Problem:
Retype every record below exactly as it is written.

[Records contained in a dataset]
· · · ·
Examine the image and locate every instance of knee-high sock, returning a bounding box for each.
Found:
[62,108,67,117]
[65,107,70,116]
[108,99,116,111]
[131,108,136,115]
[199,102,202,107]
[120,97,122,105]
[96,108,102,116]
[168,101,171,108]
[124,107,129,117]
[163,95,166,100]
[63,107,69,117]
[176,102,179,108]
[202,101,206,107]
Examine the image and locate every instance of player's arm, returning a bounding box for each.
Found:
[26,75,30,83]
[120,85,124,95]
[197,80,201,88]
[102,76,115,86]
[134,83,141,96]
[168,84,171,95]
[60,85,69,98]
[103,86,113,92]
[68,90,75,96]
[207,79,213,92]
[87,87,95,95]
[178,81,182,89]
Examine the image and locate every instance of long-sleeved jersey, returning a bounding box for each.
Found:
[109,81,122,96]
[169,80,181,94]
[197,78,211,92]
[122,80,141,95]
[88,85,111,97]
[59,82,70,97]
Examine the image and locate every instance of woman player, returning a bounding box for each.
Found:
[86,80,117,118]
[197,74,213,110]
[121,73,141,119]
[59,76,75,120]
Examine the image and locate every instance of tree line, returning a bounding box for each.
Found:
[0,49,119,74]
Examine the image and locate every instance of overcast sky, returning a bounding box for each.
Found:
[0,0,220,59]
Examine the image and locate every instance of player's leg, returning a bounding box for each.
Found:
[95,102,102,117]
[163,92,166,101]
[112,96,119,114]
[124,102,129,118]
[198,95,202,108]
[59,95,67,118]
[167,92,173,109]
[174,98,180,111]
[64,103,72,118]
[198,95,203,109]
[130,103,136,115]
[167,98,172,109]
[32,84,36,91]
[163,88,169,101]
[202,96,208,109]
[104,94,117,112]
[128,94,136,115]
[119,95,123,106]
· · · ·
Exercise response:
Examine the image and locate every instance of knee-high sock, returning a bounding box for each.
Found:
[62,108,67,117]
[65,107,70,116]
[108,99,116,111]
[131,108,136,115]
[199,102,202,107]
[120,97,122,105]
[96,108,102,116]
[168,101,171,108]
[124,107,129,117]
[163,95,166,100]
[63,107,69,117]
[176,102,179,108]
[202,101,206,107]
Examine the image and locate every instance of player's arm, returning a bounding box for each.
Found:
[26,75,30,83]
[120,85,124,95]
[197,80,201,88]
[102,76,115,86]
[134,83,141,96]
[168,84,171,95]
[60,85,69,98]
[103,86,113,92]
[68,90,75,96]
[207,79,213,92]
[87,87,95,95]
[178,81,182,89]
Examine the image and locate every instance of long-sleeved jersey, returning a bounding box for each.
Found:
[109,81,122,96]
[169,80,181,94]
[197,78,211,92]
[122,80,141,95]
[88,85,111,97]
[59,82,70,97]
Examine the image and locate every instance of woman player, returning a bounding box for each.
Found:
[86,80,117,118]
[197,74,213,110]
[121,73,141,119]
[59,76,75,120]
Examine the image and locate every instance of tree line, returning a bounding box for each.
Found:
[0,49,119,74]
Examine the image and locate every instance of overcast sky, returning a bounding box for each.
Found:
[0,0,220,59]
Examine the image and locate every instance of player's leg, returning a bounding box for each.
Found:
[95,102,102,117]
[163,92,166,101]
[112,96,119,114]
[124,102,129,118]
[198,95,202,108]
[59,95,67,118]
[167,92,173,109]
[174,98,180,111]
[64,103,72,118]
[198,95,203,109]
[130,103,136,115]
[167,98,172,109]
[32,84,36,91]
[163,88,169,101]
[202,96,208,109]
[104,94,117,112]
[128,94,136,115]
[119,95,123,106]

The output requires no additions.